● **GETOONDE TEKST**
_ _ _ _ _ _ _

De onrechtvaardige rentmeester (Lucas 16: 1-9)
Het Bijbelse verhaal over een
oneerlijke financiële plantrekker die door zijn heer wordt
geprezen "omdat hij slim had gehandeld", roept bij de
meeste voorgangers grote vragen op omdat de handelswijze van deze
rentmeester op het eerste gezicht lijnrecht in tegenspraak is met
ons rechtvaardigheidsgevoel. Wat kan dan de bedoeling zijn van deze
parabel?
Naar aanleding van de viering van 22 juli
2013 bezorgde onze kapelgenoot Marc Waelkens ons een verhelderende
toelichting vanuit zijn kennis van de historische achtergrond (zie
hieronder). Deze verklaring bevestigt de hypothese die naar voor
was gebracht in de viering van 7 juli 2013.
1. Eerst de tekst van de parabel
(Nieuwe Bijbelvertaling)
[1] Hij
richtte zich ook tot zijn leerlingen: Er was eens een rijke
man die een rentmeester had en te horen kreeg dat de rentmeester
zijn eigendommen verkwistte. [2] De rijke man riep de rentmeester
bij zich en zei tegen hem: Wat hoor ik over jou? Leg verantwoording
af van je beheer, want je kunt niet langer rentmeester blijven.

_ _ _ _ _ _ _

[Opgeslagen gegevens]
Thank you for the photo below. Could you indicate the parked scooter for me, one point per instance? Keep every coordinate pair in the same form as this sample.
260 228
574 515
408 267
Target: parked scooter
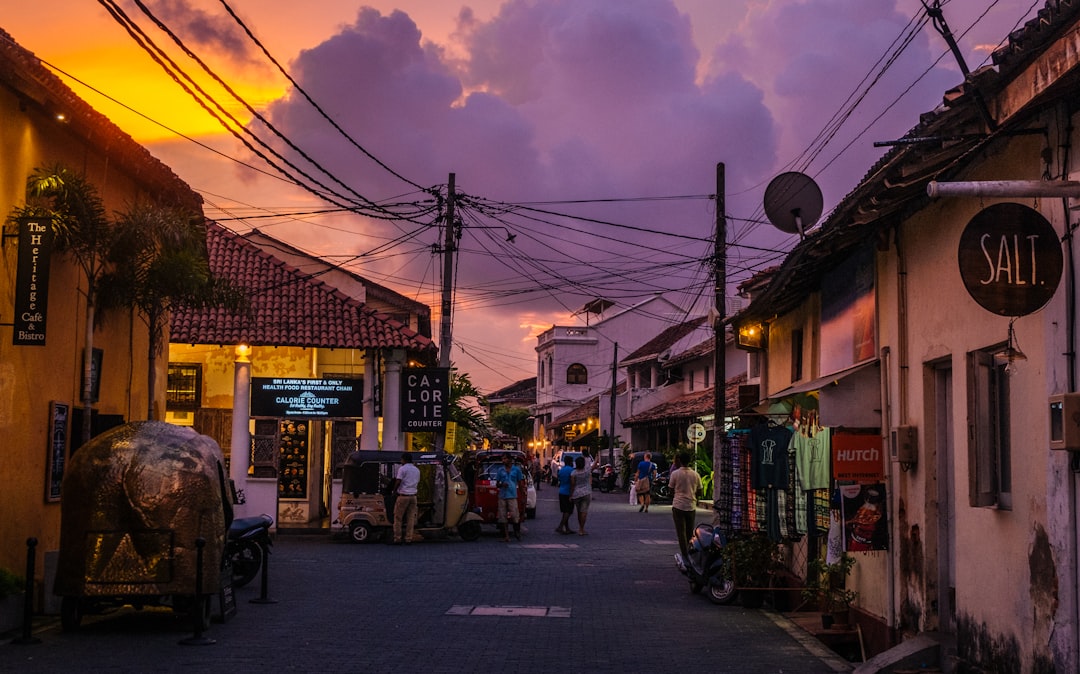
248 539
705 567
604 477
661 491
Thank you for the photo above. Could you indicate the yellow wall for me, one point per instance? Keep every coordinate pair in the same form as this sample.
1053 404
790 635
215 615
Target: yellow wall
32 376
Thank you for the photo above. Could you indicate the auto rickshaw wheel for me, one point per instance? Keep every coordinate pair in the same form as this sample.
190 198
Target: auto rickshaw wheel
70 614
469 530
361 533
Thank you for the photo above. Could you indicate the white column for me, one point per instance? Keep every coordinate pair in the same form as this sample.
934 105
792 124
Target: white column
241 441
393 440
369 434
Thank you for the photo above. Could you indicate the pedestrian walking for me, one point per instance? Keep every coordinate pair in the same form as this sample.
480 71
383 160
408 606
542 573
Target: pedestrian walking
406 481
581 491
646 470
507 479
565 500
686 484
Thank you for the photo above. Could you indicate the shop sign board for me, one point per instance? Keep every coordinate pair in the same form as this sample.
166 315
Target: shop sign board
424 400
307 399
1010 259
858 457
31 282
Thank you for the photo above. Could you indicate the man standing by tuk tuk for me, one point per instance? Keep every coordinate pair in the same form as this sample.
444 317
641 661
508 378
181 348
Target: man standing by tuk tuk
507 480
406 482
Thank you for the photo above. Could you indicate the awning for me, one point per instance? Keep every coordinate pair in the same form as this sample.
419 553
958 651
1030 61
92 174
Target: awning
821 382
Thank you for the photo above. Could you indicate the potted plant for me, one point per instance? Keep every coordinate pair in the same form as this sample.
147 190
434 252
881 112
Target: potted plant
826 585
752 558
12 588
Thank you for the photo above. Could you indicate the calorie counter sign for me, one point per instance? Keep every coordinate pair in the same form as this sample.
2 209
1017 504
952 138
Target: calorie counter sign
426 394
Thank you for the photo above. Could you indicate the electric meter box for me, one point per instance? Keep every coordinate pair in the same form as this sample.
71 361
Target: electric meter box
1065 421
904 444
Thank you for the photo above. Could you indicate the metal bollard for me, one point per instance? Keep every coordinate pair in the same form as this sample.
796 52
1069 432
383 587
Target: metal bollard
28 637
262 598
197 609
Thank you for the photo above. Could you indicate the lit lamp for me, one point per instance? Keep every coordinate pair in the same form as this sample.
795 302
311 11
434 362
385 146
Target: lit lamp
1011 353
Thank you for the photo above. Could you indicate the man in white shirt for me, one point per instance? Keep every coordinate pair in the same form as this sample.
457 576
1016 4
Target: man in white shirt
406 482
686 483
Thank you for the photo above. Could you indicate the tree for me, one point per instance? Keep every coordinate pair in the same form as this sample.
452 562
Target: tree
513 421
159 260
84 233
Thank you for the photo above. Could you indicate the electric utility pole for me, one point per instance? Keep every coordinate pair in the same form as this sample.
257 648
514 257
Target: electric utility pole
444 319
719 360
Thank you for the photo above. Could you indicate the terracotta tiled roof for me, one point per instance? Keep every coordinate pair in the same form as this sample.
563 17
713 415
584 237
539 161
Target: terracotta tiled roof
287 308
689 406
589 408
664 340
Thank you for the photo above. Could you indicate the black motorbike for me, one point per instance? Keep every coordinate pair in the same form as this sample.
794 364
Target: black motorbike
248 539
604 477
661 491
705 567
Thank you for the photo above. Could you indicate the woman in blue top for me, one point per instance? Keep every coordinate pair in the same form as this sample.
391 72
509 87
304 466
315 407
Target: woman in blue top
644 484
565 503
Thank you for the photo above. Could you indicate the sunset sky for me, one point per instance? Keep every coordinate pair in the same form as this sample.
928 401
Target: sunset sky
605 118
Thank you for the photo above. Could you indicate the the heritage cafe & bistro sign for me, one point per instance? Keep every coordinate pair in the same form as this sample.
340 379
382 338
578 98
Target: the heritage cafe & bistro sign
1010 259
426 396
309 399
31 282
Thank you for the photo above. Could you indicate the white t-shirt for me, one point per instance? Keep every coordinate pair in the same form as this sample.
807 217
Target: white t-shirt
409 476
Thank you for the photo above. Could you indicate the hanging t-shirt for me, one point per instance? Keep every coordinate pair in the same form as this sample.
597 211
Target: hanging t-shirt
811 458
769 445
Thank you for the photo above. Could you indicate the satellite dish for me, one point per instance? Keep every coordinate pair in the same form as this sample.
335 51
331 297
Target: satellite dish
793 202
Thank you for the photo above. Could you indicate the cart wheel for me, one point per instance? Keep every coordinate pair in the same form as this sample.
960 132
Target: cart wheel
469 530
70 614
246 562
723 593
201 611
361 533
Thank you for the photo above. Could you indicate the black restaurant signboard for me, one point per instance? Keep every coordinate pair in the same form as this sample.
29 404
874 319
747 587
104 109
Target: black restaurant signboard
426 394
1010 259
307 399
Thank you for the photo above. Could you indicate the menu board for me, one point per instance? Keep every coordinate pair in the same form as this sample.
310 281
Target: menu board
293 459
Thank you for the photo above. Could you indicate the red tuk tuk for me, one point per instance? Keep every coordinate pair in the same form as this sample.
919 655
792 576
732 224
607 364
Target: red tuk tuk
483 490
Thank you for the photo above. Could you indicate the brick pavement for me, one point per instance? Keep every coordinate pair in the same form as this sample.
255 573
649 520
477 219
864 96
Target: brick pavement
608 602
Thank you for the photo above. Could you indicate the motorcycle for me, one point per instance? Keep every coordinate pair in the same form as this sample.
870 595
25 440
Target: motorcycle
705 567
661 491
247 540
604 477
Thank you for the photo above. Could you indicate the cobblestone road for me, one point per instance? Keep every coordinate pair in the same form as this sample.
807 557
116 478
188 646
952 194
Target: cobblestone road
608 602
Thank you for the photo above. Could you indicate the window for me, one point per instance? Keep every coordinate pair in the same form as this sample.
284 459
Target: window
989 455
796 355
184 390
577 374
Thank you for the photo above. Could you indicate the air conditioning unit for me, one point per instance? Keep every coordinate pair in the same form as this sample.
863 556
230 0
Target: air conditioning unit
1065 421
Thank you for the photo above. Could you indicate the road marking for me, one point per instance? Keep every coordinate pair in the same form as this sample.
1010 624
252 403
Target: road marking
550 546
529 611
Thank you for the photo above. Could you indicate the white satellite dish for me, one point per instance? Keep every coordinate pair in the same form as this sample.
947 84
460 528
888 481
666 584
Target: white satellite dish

_ _ _ _ _ _ _

● **GEGEVEN OPDRACHT 1**
Geef het stuk uit de tekst over de onrechtvaardige rentmeester letterlijk opnieuw weer, beginnend bij "Het Bijbelse verhaal" en eindigend bij "7 juli 2013.".
● **GEGEVEN OPDRACHT 2**
Zoek in de rijen elke regel op waarin het woord "walking" voorkomt, en schrijf al die regels over. Hoofdletters en kleine letters tellen mee.

● **ANTWOORD OEFENING 1**
Het Bijbelse verhaal over een
oneerlijke financiële plantrekker die door zijn heer wordt
geprezen "omdat hij slim had gehandeld", roept bij de
meeste voorgangers grote vragen op omdat de handelswijze van deze
rentmeester op het eerste gezicht lijnrecht in tegenspraak is met
ons rechtvaardigheidsgevoel. Wat kan dan de bedoeling zijn van deze
parabel?
Naar aanleding van de viering van 22 juli
2013 bezorgde onze kapelgenoot Marc Waelkens ons een verhelderende
toelichting vanuit zijn kennis van de historische achtergrond (zie
hieronder). Deze verklaring bevestigt de hypothese die naar voor
was gebracht in de viering van 7 juli 2013.

● **ANTWOORD OEFENING 2**
Thank you for the photo above. Could you indicate the pedestrian walking for me, one point per instance? Keep every coordinate pair in the same form as this sample.
Target: pedestrian walking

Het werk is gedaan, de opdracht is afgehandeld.